■ THE REQUEST: Can you write out the entire cricket report below, word for word?

■ DOCUMENT PASSAGE:
* * * * * * *

Middlesex 275 for 6 dec (Robertson 88, Compton 74, Brown 65) and 142 for 2 dec (WJ Edrich 51*) beat Leicestershire 147 (Berry 76, Sims 5-53) and 205 (Watson 74, Gray 3-46, Sims 3-89) by 65 runs Scorecard
May 13, 1946
Yorkshire 195 (Hutton 90, E Davies 5-37, Clay 3-41) and 84 for 5 (E Davies 3-28) beat Glamorgan 116 (E Davies 54, Robinson 7-22) and 162 (Booth 4-40, Robinson 4-77) by five wickets Scorecard
Just before lunch on September 1, 1939 Yorkshire's cricketers completed a nine-wicket victory over Sussex at Hove and Leicestershire's players agreed with their Derbyshire counterparts that no play would be possible on the final day of the game at Aylestone Road. Earlier that morning German troops had invaded Poland.
Yorkshire's 12th man was Herbert Sutcliffe and John Marshall reports that just before he began his drive home he remarked to Sir Home Seton Charles Montagu Gordon, 12th Baronet Gordon of Embo, Sutherland, that it would be three years before they watched another Championship match. "More likely five," replied Gordon, who was also a journalist and a devoted Sussex supporter. As things turned out, it would be nearly seven years, 2440 days indeed, before Middlesex chose to bat against Leicestershire at Lord's on May 8th 1946 and Denis Compton made 74 on the first afternoon. Compton's batting in those post-war summers was to offer proof that all bad things must come to an end.

* * * * * * *

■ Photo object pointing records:
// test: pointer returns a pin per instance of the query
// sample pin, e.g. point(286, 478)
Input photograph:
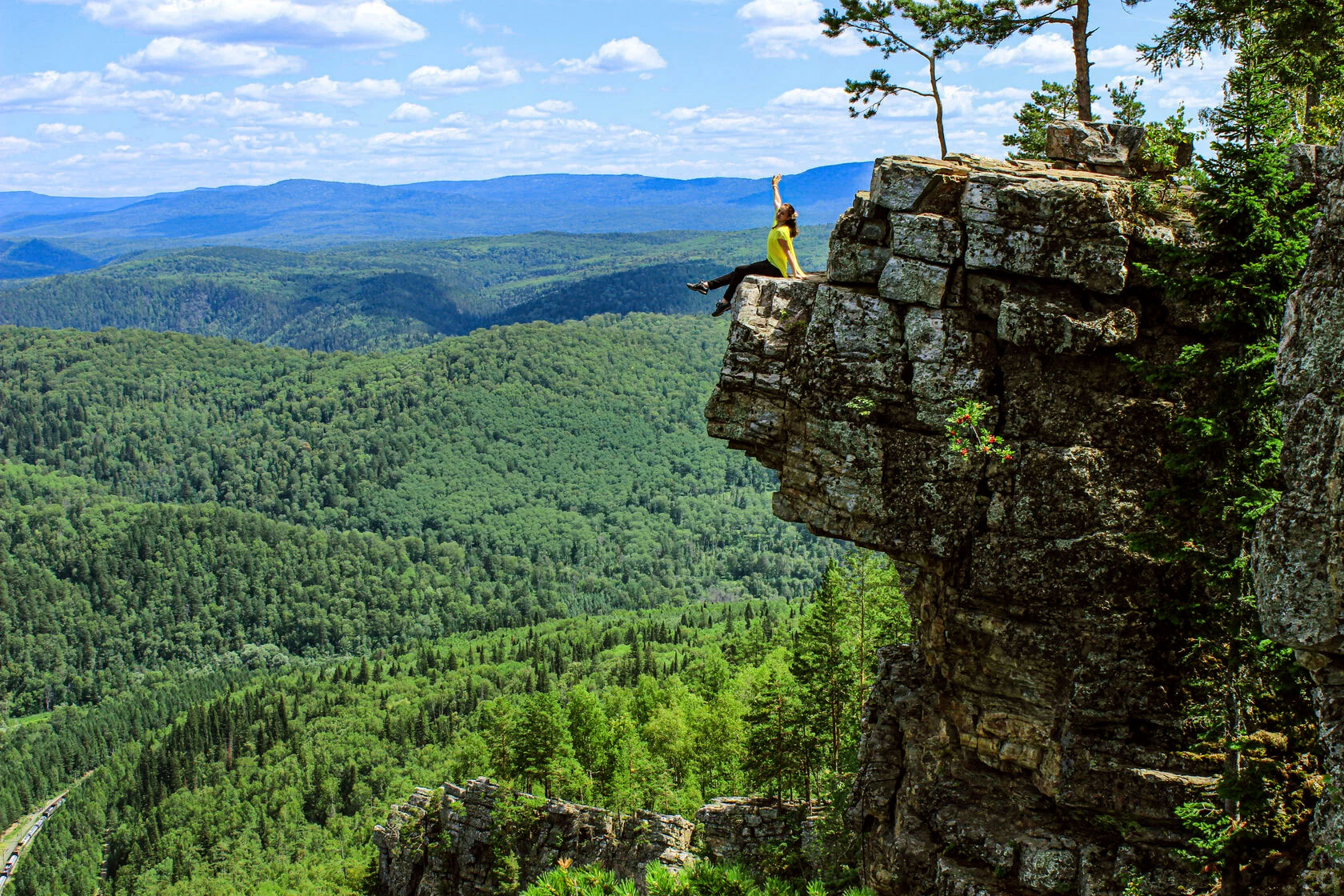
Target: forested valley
point(273, 778)
point(389, 296)
point(417, 554)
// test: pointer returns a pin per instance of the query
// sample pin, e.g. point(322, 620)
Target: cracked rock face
point(1300, 544)
point(446, 841)
point(1031, 741)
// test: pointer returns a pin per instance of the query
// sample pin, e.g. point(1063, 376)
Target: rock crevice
point(1300, 544)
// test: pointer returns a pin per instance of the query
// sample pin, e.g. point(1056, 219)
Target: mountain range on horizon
point(42, 235)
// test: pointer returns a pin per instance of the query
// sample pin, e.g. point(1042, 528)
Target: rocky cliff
point(1300, 544)
point(1031, 741)
point(480, 838)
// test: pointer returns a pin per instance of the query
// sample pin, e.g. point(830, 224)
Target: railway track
point(15, 854)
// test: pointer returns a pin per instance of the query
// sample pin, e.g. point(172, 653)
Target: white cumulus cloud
point(15, 144)
point(310, 23)
point(613, 57)
point(62, 132)
point(430, 138)
point(492, 69)
point(788, 29)
point(410, 112)
point(543, 109)
point(814, 98)
point(191, 57)
point(324, 89)
point(686, 113)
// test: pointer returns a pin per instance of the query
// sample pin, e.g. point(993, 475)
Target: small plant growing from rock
point(966, 435)
point(861, 406)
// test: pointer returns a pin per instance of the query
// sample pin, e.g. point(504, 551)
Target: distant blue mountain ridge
point(77, 233)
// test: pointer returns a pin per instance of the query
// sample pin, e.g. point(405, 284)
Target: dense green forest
point(387, 296)
point(237, 496)
point(274, 785)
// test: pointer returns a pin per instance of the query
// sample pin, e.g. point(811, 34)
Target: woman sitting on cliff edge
point(778, 251)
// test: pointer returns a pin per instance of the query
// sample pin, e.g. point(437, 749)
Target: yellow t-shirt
point(774, 253)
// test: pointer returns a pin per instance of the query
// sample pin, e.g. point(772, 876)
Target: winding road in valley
point(12, 840)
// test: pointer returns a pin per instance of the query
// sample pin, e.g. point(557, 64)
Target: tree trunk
point(1231, 870)
point(1082, 69)
point(1314, 98)
point(937, 102)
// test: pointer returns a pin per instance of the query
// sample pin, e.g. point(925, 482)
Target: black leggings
point(734, 277)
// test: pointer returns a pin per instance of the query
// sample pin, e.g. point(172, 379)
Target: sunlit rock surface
point(1031, 741)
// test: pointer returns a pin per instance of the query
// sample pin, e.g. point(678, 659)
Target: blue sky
point(126, 97)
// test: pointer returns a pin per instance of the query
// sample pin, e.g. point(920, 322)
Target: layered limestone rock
point(1031, 741)
point(482, 840)
point(1300, 544)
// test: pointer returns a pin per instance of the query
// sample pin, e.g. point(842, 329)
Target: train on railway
point(7, 872)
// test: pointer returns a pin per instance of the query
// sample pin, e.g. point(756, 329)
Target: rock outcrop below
point(1300, 544)
point(1033, 741)
point(482, 838)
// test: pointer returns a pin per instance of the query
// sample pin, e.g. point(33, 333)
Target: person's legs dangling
point(734, 278)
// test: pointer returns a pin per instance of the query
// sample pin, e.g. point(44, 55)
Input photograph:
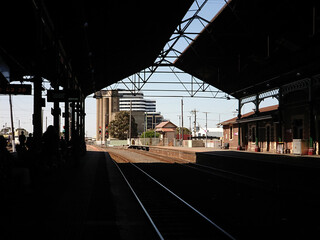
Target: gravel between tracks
point(133, 156)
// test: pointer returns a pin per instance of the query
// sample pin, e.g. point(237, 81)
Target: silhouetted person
point(63, 147)
point(6, 163)
point(30, 142)
point(22, 139)
point(21, 148)
point(50, 146)
point(75, 148)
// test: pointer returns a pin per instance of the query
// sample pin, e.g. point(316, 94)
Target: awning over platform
point(251, 45)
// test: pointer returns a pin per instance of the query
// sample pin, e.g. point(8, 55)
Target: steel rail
point(139, 201)
point(186, 203)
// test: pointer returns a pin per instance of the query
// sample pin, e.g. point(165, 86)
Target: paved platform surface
point(288, 159)
point(90, 201)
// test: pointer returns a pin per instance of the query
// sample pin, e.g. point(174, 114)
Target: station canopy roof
point(97, 42)
point(251, 46)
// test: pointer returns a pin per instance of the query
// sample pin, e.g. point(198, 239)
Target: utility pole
point(12, 126)
point(206, 128)
point(130, 122)
point(195, 122)
point(182, 122)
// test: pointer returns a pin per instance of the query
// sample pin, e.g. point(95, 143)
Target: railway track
point(233, 199)
point(231, 175)
point(171, 216)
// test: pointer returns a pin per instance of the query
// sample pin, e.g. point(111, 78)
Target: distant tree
point(185, 130)
point(119, 127)
point(149, 134)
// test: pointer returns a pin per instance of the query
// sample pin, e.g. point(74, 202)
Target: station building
point(292, 126)
point(110, 102)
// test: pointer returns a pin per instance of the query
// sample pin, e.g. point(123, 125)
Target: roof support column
point(257, 148)
point(311, 120)
point(37, 111)
point(73, 118)
point(98, 118)
point(239, 125)
point(66, 121)
point(56, 113)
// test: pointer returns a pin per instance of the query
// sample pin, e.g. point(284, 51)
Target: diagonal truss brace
point(168, 55)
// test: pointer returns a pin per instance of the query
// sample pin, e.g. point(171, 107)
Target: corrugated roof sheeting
point(253, 45)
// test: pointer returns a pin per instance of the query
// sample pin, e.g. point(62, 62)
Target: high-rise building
point(138, 103)
point(109, 102)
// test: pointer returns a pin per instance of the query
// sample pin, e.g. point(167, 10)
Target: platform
point(86, 202)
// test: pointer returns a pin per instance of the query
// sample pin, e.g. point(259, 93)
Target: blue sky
point(170, 107)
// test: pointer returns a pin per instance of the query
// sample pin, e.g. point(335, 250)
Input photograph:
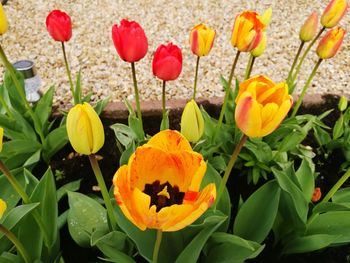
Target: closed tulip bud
point(130, 40)
point(259, 50)
point(3, 21)
point(309, 28)
point(3, 207)
point(201, 40)
point(330, 43)
point(333, 13)
point(192, 122)
point(343, 103)
point(59, 25)
point(261, 105)
point(167, 62)
point(247, 31)
point(266, 17)
point(85, 129)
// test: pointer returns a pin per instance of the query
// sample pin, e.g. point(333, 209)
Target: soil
point(76, 167)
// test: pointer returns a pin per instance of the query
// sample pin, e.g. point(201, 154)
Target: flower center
point(163, 195)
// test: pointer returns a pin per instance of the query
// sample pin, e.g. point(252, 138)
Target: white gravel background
point(91, 48)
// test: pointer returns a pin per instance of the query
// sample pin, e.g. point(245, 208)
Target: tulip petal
point(278, 117)
point(170, 141)
point(188, 216)
point(248, 115)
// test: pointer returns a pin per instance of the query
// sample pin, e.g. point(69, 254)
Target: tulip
point(261, 105)
point(159, 188)
point(316, 196)
point(130, 40)
point(259, 50)
point(330, 43)
point(309, 28)
point(333, 13)
point(3, 21)
point(85, 129)
point(3, 207)
point(192, 122)
point(167, 62)
point(247, 31)
point(201, 40)
point(59, 25)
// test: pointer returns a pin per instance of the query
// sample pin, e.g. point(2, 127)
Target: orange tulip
point(247, 31)
point(333, 13)
point(261, 106)
point(160, 186)
point(309, 28)
point(330, 43)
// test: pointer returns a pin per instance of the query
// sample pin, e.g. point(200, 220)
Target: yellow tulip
point(333, 13)
point(247, 31)
point(3, 21)
point(1, 137)
point(330, 43)
point(259, 50)
point(3, 207)
point(261, 105)
point(85, 129)
point(309, 28)
point(192, 122)
point(160, 186)
point(201, 39)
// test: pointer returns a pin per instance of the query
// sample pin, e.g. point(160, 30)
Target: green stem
point(16, 242)
point(249, 69)
point(229, 167)
point(68, 72)
point(18, 188)
point(305, 54)
point(21, 93)
point(137, 98)
point(104, 191)
point(163, 100)
point(300, 99)
point(227, 92)
point(195, 79)
point(295, 61)
point(157, 246)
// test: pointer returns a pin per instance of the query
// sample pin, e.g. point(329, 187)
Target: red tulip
point(130, 40)
point(167, 62)
point(59, 25)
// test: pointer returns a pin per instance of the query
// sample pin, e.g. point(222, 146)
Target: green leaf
point(84, 217)
point(332, 223)
point(256, 216)
point(54, 142)
point(224, 248)
point(45, 193)
point(69, 187)
point(309, 243)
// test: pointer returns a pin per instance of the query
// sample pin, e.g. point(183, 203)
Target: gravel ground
point(91, 48)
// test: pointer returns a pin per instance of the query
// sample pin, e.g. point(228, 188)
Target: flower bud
point(201, 39)
point(192, 122)
point(343, 103)
point(167, 62)
point(333, 13)
point(3, 207)
point(309, 28)
point(85, 129)
point(130, 40)
point(59, 25)
point(257, 52)
point(330, 43)
point(247, 31)
point(316, 196)
point(3, 21)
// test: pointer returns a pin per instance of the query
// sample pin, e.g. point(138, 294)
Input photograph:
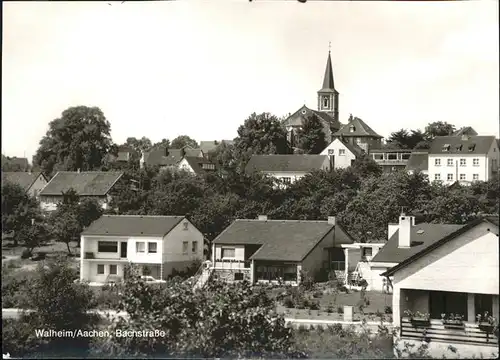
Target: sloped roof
point(422, 236)
point(158, 157)
point(197, 163)
point(23, 179)
point(418, 161)
point(207, 146)
point(360, 129)
point(297, 163)
point(281, 240)
point(460, 145)
point(133, 225)
point(439, 241)
point(89, 183)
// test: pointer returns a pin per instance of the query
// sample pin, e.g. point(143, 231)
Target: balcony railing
point(436, 330)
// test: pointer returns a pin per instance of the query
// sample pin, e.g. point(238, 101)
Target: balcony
point(436, 330)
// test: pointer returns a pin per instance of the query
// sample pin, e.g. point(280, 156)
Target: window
point(228, 252)
point(112, 269)
point(152, 247)
point(100, 269)
point(140, 246)
point(238, 276)
point(107, 246)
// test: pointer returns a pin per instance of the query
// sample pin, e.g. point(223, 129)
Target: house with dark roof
point(87, 184)
point(287, 168)
point(342, 153)
point(272, 251)
point(157, 244)
point(167, 158)
point(463, 158)
point(445, 284)
point(327, 111)
point(196, 165)
point(32, 183)
point(418, 162)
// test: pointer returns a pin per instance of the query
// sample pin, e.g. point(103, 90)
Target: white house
point(87, 184)
point(456, 273)
point(287, 168)
point(463, 158)
point(342, 153)
point(158, 243)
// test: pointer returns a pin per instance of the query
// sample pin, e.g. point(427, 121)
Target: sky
point(200, 68)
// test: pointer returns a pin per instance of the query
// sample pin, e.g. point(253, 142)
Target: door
point(123, 249)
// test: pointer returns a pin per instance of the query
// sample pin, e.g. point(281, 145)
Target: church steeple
point(328, 96)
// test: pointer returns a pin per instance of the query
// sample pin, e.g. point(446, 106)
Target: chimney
point(405, 225)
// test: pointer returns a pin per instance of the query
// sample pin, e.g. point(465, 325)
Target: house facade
point(33, 183)
point(89, 184)
point(274, 251)
point(287, 168)
point(158, 244)
point(457, 274)
point(463, 158)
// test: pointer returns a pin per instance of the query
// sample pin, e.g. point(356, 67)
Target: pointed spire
point(328, 79)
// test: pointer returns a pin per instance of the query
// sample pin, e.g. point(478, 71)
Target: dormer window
point(326, 102)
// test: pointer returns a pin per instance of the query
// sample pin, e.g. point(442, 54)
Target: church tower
point(328, 97)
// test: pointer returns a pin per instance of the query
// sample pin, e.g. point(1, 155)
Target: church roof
point(328, 84)
point(359, 128)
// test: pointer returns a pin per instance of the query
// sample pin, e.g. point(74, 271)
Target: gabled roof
point(133, 225)
point(281, 240)
point(89, 183)
point(438, 242)
point(292, 163)
point(459, 145)
point(159, 157)
point(466, 130)
point(198, 164)
point(328, 84)
point(207, 146)
point(297, 119)
point(23, 179)
point(422, 236)
point(360, 129)
point(418, 161)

* * * * * * *

■ EXERCISE SOLUTION:
Middlesex 275 for 6 dec (Robertson 88, Compton 74, Brown 65) and 142 for 2 dec (WJ Edrich 51*) beat Leicestershire 147 (Berry 76, Sims 5-53) and 205 (Watson 74, Gray 3-46, Sims 3-89) by 65 runs Scorecard
May 13, 1946
Yorkshire 195 (Hutton 90, E Davies 5-37, Clay 3-41) and 84 for 5 (E Davies 3-28) beat Glamorgan 116 (E Davies 54, Robinson 7-22) and 162 (Booth 4-40, Robinson 4-77) by five wickets Scorecard
Just before lunch on September 1, 1939 Yorkshire's cricketers completed a nine-wicket victory over Sussex at Hove and Leicestershire's players agreed with their Derbyshire counterparts that no play would be possible on the final day of the game at Aylestone Road. Earlier that morning German troops had invaded Poland.
Yorkshire's 12th man was Herbert Sutcliffe and John Marshall reports that just before he began his drive home he remarked to Sir Home Seton Charles Montagu Gordon, 12th Baronet Gordon of Embo, Sutherland, that it would be three years before they watched another Championship match. "More likely five," replied Gordon, who was also a journalist and a devoted Sussex supporter. As things turned out, it would be nearly seven years, 2440 days indeed, before Middlesex chose to bat against Leicestershire at Lord's on May 8th 1946 and Denis Compton made 74 on the first afternoon. Compton's batting in those post-war summers was to offer proof that all bad things must come to an end.